+++ Records supplied +++
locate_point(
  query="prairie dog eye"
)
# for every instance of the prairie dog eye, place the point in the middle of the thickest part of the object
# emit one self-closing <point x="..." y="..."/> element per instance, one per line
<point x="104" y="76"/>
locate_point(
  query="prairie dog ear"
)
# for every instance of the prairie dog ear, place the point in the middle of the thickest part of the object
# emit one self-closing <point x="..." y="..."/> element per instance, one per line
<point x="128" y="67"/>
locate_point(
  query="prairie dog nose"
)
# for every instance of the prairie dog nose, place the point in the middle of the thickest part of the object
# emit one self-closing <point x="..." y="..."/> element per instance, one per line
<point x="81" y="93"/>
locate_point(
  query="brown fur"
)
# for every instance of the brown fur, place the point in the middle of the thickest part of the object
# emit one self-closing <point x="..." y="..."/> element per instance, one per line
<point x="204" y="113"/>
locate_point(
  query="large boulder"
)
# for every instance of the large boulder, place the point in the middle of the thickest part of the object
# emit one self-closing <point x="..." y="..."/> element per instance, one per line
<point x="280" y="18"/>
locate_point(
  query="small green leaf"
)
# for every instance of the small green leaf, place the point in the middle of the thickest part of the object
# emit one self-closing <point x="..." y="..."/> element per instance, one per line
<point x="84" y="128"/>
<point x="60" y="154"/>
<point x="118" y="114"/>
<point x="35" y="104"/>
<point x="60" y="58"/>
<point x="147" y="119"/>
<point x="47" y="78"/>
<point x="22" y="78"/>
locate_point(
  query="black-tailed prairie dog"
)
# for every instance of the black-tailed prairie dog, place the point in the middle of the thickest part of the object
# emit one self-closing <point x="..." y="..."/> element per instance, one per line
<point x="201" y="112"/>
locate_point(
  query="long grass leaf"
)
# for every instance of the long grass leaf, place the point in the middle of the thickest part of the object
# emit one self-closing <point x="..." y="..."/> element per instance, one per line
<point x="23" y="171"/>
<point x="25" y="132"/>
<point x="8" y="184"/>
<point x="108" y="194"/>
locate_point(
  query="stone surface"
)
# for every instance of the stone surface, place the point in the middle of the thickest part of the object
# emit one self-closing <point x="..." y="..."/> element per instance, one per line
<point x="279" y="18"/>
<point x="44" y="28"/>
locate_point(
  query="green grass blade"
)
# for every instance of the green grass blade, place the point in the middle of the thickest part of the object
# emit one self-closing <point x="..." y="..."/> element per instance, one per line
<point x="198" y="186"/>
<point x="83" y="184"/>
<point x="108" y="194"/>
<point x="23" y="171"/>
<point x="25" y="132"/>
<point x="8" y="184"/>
+++
+++ Records supplied +++
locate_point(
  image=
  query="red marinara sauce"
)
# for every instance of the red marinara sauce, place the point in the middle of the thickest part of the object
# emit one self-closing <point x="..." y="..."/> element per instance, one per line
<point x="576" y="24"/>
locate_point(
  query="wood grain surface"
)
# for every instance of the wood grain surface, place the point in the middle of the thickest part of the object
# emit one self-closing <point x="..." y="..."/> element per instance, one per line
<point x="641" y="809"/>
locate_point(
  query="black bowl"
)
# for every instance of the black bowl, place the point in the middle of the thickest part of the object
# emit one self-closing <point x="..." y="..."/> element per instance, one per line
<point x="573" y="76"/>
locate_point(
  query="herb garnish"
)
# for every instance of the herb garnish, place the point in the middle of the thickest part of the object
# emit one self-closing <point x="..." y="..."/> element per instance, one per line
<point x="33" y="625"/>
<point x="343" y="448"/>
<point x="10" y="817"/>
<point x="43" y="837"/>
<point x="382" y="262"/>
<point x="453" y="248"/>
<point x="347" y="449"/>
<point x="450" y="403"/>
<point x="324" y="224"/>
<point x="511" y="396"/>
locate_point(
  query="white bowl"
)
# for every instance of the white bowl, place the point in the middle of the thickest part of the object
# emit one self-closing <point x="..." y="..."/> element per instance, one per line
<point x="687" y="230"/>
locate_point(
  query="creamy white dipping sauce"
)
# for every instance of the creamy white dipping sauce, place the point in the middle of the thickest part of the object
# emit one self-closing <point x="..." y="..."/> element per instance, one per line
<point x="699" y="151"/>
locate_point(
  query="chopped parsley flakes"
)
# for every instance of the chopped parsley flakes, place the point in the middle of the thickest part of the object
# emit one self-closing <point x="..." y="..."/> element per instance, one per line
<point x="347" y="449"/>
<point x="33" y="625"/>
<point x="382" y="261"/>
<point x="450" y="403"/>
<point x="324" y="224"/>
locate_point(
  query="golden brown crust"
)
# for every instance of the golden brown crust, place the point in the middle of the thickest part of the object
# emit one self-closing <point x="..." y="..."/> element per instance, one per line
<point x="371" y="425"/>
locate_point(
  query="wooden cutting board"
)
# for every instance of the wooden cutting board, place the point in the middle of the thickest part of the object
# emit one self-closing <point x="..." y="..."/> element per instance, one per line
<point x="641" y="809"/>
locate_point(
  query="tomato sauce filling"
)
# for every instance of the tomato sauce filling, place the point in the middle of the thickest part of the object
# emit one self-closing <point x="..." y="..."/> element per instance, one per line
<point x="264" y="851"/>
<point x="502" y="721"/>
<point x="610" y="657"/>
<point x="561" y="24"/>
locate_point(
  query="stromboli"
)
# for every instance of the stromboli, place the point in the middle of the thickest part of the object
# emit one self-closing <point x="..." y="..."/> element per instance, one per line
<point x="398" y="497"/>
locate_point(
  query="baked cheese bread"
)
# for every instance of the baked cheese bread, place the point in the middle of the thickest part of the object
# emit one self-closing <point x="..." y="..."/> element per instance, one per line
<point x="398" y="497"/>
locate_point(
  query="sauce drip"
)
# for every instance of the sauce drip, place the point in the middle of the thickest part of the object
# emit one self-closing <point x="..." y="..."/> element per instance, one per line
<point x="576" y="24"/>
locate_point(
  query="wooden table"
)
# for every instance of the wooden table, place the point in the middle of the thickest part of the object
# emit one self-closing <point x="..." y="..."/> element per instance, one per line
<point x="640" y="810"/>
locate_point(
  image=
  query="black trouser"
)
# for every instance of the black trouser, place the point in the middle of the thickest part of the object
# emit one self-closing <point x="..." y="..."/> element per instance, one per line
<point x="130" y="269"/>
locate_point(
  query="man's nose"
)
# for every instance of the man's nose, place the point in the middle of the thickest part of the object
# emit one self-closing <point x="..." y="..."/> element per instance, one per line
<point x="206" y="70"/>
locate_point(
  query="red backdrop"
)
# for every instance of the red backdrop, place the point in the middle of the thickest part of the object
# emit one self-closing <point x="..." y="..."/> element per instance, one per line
+++
# Work instructions
Count the lines in both blocks above that contain the string "stone", treating uppercase and lowercase as different. Reply with the number alone.

# Reply to the exercise
2